Copy the passage from the Rehearsing Scripture excerpt below, starting with "Here’s what I" and going on through "seem to ask.", substituting "forty-eight hours" for "thirty-six hours".

Selected text:
• • • • •

Who Gets the Platform to Speak the Word?

Excerpted from
Rehearsing Scripture
By Anna Carter Florence

Here’s what I learned, the year I left the preachers-only sandbox and started reading Mark 5 with the repertory church. I learned that when I’m not looking for a sermon, I actually hear a text differently. I’m not trying out focus and function statements to find something (anything) that fits. I’m not worried about what I’m going to say in exactly thirty-six hours. I don’t have any of that pressure at all. I can just listen to Mark speak in the company of other interested listeners. If the text is awkward—well, then, it’s awkward. I can ask questions. If I don’t like the answers, I can keep pressing, because it’s not my job to explain anything; I’m just reading. And that lets me get interested in details I might otherwise rush past if I have a deadline. It lets me ask different sorts of questions, the kind that preachers don’t ever seem to ask.

• • • • •

Excerpted records:
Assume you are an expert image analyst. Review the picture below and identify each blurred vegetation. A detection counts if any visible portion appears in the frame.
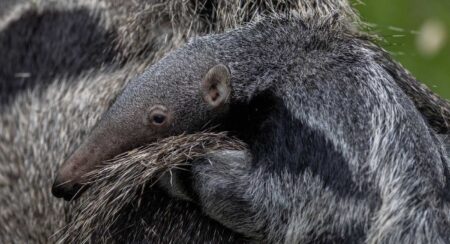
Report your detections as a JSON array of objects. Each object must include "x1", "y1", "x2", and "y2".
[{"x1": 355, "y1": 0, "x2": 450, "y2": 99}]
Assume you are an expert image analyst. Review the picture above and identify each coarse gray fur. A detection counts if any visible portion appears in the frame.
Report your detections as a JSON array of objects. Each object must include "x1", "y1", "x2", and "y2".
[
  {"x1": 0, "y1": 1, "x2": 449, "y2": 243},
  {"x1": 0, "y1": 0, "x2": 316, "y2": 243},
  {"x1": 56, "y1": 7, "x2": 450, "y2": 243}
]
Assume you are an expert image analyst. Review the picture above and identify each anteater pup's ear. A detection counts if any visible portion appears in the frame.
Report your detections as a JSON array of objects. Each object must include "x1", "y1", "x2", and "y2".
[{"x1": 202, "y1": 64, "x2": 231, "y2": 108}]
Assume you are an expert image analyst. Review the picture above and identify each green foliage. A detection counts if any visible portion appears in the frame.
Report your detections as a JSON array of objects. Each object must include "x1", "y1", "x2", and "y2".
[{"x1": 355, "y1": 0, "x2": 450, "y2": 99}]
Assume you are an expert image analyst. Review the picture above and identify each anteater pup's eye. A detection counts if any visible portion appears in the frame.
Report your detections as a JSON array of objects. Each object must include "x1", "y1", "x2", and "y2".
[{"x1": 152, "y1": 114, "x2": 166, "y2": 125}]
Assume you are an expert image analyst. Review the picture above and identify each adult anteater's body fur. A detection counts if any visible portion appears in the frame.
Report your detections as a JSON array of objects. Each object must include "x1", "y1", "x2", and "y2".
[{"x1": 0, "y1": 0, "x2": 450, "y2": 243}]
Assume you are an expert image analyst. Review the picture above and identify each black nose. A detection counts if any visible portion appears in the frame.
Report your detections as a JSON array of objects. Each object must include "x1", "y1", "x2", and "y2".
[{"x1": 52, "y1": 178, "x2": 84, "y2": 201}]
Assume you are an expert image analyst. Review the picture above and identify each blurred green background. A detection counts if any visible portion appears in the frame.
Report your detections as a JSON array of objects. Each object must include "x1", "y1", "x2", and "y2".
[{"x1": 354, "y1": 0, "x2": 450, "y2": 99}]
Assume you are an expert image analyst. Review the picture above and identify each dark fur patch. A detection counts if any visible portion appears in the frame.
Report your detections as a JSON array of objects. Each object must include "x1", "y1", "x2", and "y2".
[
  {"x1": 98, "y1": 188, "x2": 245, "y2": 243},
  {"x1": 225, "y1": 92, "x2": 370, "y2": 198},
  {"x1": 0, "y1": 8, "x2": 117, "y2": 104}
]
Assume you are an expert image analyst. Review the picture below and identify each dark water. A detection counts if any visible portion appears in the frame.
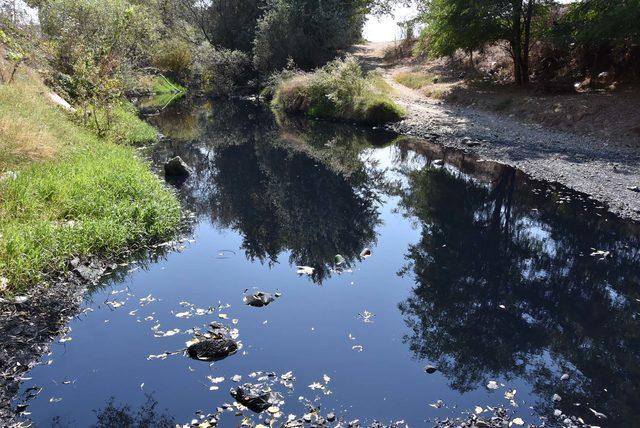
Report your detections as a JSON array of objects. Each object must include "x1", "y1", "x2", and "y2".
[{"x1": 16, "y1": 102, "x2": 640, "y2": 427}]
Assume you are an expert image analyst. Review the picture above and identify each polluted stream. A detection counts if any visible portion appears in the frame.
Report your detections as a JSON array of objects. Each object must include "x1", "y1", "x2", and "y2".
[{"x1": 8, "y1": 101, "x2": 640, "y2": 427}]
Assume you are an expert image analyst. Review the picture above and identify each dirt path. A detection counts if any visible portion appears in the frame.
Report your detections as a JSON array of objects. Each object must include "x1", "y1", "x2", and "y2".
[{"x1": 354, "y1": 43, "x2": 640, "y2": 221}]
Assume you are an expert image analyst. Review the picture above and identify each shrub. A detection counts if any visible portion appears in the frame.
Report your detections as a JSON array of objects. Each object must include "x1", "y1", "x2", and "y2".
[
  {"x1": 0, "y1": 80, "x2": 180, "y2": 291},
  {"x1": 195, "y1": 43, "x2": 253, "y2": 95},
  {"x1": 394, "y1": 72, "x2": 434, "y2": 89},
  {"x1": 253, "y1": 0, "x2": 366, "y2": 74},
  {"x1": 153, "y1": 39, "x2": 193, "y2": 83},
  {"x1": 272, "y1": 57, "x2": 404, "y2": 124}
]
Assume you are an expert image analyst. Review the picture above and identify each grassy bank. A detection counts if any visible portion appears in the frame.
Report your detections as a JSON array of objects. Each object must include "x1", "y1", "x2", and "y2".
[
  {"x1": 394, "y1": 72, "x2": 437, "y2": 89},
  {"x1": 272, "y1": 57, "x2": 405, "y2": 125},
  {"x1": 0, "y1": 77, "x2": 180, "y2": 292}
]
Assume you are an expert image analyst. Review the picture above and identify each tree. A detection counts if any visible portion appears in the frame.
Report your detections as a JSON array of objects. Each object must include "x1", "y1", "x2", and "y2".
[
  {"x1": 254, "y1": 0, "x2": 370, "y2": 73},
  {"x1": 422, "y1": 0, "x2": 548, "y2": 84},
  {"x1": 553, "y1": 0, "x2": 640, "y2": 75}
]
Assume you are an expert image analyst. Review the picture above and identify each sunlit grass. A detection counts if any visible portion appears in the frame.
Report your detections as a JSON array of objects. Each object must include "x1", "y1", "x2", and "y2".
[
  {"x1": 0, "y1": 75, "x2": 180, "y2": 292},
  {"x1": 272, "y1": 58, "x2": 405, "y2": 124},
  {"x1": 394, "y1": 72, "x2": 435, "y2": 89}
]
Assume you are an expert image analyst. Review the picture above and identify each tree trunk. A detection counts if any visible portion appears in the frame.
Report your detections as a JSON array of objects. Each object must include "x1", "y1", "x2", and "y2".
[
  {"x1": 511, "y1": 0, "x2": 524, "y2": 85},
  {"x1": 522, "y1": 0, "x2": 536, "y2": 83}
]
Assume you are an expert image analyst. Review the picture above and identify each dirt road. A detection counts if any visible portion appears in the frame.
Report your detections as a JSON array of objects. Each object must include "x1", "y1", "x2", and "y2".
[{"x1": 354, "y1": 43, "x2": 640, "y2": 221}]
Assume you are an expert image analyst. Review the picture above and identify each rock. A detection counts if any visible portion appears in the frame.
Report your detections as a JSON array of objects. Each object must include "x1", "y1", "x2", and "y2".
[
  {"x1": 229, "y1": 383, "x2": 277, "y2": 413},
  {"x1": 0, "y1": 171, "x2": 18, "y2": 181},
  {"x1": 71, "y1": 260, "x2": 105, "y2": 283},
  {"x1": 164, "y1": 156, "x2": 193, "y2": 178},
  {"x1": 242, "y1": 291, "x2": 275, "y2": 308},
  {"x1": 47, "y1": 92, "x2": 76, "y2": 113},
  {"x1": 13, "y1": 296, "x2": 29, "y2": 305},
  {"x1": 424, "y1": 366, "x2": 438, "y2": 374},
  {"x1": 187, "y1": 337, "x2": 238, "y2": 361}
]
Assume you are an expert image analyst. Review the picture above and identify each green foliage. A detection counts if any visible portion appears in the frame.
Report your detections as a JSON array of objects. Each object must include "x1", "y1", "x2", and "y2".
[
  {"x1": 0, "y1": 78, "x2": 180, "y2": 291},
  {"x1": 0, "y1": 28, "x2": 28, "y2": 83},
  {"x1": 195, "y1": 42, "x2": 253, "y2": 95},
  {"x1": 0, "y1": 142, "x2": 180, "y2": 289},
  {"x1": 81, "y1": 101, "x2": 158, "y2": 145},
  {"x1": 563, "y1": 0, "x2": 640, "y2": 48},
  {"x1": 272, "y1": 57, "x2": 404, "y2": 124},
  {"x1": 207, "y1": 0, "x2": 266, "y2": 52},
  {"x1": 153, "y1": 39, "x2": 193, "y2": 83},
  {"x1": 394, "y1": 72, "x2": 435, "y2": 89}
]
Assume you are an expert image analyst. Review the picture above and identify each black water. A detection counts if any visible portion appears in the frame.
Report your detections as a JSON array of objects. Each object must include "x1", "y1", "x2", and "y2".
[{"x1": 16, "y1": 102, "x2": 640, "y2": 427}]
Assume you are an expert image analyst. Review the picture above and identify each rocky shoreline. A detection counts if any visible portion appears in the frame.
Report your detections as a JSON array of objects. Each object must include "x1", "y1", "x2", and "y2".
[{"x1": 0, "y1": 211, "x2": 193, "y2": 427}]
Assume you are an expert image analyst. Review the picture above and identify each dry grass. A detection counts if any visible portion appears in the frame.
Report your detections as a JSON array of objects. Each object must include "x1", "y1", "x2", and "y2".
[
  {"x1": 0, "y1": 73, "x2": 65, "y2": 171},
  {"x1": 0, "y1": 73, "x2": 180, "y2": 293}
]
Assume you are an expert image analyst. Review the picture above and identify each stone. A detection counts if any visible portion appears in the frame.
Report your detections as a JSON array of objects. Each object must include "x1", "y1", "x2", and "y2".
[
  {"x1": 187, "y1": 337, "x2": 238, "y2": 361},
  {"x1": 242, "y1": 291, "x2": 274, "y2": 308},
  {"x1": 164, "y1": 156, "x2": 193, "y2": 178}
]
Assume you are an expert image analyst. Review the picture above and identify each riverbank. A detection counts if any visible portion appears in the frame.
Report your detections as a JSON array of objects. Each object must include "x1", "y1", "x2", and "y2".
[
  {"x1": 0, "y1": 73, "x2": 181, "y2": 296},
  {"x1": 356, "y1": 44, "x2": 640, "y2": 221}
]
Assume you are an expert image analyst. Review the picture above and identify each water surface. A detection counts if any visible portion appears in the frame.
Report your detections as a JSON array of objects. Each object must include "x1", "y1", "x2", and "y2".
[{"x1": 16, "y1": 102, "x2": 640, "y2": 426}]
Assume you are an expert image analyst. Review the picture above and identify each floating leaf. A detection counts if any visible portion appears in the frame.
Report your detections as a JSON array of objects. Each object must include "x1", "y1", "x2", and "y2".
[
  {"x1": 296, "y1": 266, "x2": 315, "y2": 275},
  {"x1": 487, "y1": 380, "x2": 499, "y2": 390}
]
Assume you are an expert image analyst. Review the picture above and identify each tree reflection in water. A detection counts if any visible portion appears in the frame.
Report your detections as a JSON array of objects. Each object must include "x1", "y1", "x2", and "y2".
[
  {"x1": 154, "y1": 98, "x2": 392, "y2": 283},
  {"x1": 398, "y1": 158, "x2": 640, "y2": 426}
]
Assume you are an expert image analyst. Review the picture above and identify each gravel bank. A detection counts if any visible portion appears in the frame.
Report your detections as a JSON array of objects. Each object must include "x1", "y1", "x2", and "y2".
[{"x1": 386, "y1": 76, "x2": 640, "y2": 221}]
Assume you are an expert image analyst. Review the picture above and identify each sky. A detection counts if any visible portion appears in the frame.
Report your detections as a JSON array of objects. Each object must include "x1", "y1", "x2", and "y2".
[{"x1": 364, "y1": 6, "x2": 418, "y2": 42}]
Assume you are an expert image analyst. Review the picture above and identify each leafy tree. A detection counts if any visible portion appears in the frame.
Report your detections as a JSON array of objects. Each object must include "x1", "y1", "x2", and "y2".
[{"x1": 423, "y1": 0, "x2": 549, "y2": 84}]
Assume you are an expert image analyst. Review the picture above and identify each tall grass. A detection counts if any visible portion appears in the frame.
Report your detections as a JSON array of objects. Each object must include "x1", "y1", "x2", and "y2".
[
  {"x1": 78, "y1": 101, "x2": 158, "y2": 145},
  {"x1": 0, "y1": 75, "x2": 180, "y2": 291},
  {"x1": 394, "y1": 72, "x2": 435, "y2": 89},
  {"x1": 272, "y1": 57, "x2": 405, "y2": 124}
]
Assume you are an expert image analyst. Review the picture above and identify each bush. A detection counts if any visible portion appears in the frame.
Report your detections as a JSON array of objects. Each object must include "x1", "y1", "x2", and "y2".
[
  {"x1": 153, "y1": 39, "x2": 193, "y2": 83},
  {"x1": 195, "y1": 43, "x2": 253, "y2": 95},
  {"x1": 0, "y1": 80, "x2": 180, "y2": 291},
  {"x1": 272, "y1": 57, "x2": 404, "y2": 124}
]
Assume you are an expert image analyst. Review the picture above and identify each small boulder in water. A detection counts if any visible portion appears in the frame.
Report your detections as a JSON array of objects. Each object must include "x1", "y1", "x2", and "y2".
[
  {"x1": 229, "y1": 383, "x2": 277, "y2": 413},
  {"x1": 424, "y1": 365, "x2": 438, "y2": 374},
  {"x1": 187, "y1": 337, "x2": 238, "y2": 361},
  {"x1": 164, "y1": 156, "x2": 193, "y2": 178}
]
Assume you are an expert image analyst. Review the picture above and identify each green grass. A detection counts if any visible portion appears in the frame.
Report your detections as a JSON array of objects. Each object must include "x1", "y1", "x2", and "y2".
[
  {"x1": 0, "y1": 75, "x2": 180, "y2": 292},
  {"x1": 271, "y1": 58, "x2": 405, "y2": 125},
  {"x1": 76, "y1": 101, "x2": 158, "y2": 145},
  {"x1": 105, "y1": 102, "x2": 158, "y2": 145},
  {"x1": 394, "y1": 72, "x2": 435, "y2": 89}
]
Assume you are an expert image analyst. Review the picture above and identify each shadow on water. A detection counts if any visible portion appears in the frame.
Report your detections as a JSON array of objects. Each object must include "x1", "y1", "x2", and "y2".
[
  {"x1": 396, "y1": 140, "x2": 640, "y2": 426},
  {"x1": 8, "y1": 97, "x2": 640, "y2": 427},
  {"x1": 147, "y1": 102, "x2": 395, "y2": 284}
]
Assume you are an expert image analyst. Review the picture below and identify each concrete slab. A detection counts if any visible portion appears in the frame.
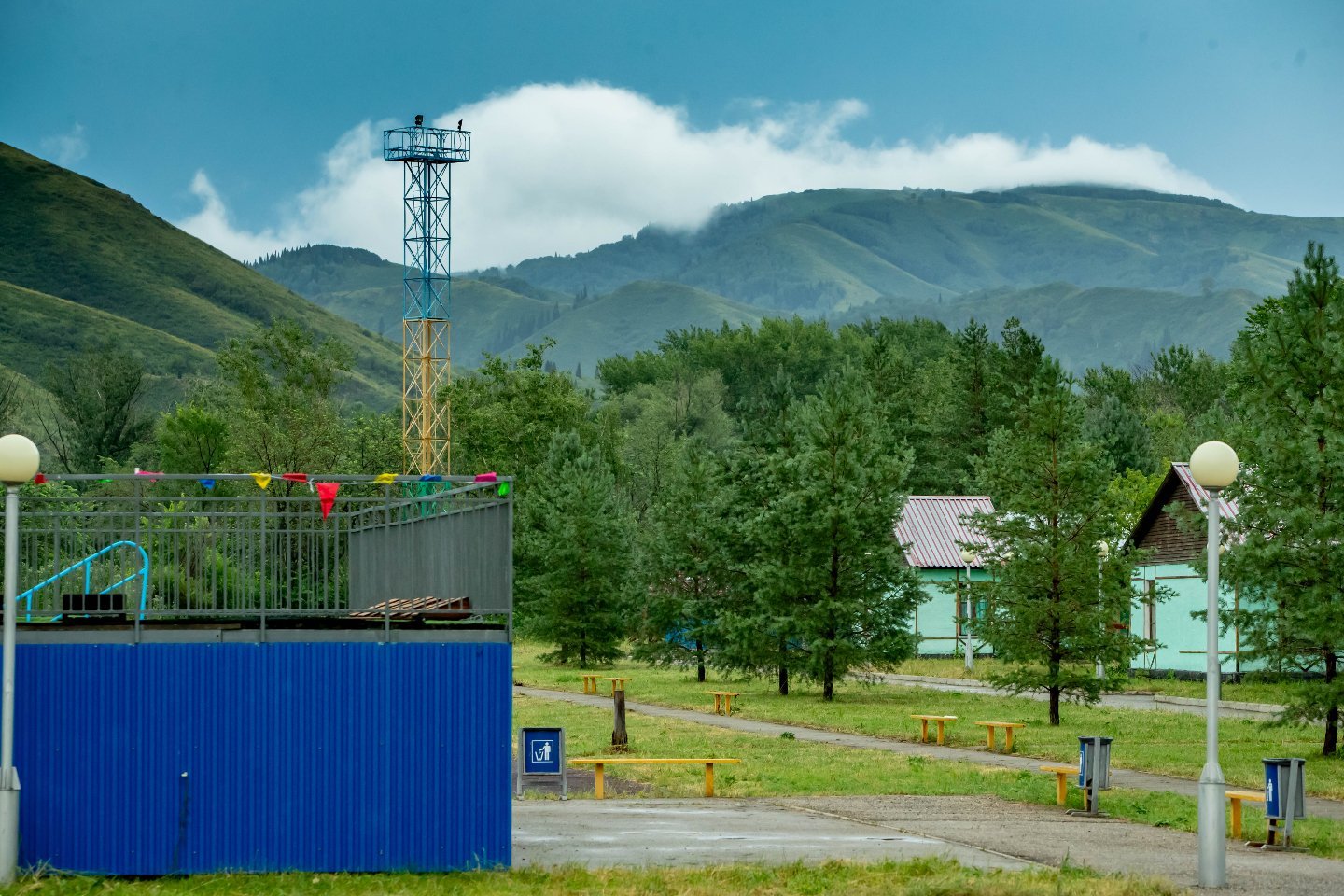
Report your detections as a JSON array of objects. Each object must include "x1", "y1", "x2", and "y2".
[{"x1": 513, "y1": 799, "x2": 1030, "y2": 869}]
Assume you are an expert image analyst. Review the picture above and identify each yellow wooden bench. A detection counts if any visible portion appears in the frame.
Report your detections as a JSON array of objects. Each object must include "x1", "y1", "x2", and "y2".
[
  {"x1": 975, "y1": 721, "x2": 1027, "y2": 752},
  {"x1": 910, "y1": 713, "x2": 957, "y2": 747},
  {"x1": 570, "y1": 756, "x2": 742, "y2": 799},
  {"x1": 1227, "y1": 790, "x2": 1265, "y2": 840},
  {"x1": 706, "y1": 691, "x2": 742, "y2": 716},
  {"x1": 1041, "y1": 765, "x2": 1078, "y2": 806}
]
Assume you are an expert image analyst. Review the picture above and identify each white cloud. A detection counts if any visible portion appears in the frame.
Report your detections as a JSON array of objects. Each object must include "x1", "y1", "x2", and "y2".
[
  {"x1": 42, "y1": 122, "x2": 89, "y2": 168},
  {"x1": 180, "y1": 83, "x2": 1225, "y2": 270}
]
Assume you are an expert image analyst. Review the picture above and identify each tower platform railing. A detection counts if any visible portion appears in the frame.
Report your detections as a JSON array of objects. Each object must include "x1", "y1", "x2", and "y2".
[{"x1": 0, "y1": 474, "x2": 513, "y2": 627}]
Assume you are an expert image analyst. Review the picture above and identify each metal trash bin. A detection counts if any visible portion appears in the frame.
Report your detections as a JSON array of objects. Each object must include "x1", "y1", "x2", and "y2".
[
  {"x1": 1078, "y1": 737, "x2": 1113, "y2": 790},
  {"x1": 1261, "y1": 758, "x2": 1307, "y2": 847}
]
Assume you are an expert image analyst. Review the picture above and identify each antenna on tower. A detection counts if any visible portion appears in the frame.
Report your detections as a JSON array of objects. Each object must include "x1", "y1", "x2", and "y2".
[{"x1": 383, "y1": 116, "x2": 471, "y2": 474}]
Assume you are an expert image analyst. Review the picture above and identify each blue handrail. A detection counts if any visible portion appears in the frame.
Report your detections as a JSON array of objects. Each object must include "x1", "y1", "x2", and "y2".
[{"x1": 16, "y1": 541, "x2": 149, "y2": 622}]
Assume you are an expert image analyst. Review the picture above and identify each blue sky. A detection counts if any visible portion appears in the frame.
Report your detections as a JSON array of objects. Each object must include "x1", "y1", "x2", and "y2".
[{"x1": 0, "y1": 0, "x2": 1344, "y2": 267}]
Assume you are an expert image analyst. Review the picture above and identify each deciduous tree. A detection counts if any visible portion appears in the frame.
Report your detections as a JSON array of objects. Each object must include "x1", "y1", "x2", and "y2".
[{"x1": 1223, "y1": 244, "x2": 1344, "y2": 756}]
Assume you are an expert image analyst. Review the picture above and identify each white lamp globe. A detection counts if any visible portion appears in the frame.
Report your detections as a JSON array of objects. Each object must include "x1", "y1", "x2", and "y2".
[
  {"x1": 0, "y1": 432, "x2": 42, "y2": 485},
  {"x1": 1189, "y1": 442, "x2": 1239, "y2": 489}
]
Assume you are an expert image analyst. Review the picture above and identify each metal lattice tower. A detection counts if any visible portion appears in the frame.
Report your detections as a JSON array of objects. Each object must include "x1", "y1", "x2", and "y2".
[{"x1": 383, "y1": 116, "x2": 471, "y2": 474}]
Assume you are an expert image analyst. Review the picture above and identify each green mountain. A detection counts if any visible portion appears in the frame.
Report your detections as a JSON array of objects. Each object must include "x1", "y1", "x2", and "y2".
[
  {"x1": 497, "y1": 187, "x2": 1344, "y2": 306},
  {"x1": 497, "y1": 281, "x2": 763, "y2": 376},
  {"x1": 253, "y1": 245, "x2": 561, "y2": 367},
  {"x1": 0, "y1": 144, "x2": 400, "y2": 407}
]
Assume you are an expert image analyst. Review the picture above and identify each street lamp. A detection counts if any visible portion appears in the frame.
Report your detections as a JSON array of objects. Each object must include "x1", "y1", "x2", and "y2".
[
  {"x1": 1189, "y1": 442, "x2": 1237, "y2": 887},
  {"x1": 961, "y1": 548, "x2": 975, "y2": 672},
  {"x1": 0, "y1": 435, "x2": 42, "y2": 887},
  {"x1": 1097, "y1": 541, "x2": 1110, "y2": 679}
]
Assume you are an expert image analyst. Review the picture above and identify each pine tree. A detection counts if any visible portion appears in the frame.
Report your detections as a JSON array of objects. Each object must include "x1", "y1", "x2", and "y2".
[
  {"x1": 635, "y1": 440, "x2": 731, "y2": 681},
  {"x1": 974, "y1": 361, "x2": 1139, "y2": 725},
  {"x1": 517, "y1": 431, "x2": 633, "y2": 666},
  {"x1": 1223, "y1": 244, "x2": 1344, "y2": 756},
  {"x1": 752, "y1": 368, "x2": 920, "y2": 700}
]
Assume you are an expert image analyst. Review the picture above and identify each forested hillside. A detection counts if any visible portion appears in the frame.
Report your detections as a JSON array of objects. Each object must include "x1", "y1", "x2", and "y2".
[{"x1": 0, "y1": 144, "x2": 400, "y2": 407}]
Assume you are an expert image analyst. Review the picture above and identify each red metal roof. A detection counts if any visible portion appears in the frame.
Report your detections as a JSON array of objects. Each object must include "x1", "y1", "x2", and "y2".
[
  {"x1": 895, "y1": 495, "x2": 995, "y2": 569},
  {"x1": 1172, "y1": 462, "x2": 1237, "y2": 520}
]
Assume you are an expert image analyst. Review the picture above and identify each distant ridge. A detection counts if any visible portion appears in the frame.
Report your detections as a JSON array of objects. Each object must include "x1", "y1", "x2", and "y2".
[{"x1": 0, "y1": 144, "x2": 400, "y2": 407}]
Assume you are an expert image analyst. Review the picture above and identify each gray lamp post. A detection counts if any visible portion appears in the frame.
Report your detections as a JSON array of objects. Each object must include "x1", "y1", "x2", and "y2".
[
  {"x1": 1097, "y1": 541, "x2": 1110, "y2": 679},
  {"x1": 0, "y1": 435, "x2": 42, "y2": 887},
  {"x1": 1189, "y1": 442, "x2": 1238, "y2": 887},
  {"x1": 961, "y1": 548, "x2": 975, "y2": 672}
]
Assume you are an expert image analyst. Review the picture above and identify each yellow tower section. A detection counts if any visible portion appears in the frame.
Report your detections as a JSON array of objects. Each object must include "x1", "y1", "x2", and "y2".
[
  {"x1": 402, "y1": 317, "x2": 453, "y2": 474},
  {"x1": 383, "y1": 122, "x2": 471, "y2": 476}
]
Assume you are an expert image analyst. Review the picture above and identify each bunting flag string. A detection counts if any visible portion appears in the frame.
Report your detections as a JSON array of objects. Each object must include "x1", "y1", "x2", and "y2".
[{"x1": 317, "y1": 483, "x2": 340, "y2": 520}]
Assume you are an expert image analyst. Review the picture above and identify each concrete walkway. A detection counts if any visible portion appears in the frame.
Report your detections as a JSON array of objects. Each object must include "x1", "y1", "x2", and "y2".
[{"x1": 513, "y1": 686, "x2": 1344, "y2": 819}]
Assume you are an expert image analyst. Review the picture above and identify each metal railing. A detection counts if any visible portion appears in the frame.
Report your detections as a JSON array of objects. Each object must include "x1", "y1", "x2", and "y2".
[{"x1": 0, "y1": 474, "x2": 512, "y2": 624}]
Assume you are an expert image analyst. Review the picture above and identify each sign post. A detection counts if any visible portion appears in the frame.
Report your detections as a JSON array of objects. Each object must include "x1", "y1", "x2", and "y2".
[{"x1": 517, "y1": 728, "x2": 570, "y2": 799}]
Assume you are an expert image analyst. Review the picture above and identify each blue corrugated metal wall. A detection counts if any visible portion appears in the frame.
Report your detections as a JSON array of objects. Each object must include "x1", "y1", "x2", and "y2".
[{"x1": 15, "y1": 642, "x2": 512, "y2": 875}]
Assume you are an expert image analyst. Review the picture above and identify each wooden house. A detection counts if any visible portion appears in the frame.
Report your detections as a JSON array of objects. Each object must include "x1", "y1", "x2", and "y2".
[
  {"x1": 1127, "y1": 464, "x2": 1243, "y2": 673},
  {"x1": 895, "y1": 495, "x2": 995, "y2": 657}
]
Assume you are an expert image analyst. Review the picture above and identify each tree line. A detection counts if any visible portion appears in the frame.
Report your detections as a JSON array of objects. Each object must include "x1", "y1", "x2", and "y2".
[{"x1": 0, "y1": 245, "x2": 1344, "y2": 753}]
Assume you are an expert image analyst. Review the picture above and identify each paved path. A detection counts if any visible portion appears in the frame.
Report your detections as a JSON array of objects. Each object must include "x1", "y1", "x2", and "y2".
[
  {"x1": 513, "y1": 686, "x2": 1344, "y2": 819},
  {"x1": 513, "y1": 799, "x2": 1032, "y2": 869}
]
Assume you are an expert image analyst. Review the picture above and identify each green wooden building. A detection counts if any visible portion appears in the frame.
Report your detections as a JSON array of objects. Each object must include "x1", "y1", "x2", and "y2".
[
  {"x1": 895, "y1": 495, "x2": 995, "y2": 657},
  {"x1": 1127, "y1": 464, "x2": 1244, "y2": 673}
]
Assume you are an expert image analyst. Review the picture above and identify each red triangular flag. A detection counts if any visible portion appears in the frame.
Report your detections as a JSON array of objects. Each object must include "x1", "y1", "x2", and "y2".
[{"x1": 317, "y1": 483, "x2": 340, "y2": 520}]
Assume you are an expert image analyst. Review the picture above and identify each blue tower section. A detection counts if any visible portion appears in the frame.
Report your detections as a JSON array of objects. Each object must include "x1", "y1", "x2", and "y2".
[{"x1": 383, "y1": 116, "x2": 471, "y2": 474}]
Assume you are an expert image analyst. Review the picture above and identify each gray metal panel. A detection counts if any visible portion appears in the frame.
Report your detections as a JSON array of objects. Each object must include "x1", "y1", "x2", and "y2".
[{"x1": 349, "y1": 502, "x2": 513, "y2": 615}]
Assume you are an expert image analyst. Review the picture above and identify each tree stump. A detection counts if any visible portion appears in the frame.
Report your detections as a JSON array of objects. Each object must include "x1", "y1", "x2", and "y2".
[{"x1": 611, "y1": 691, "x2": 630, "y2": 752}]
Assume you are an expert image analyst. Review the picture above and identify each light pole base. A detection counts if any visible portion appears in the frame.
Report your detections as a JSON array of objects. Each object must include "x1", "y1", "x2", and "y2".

• • • • •

Final answer:
Here’s what I learned, the year I left the preachers-only sandbox and started reading Mark 5 with the repertory church. I learned that when I’m not looking for a sermon, I actually hear a text differently. I’m not trying out focus and function statements to find something (anything) that fits. I’m not worried about what I’m going to say in exactly forty-eight hours. I don’t have any of that pressure at all. I can just listen to Mark speak in the company of other interested listeners. If the text is awkward—well, then, it’s awkward. I can ask questions. If I don’t like the answers, I can keep pressing, because it’s not my job to explain anything; I’m just reading. And that lets me get interested in details I might otherwise rush past if I have a deadline. It lets me ask different sorts of questions, the kind that preachers don’t ever seem to ask.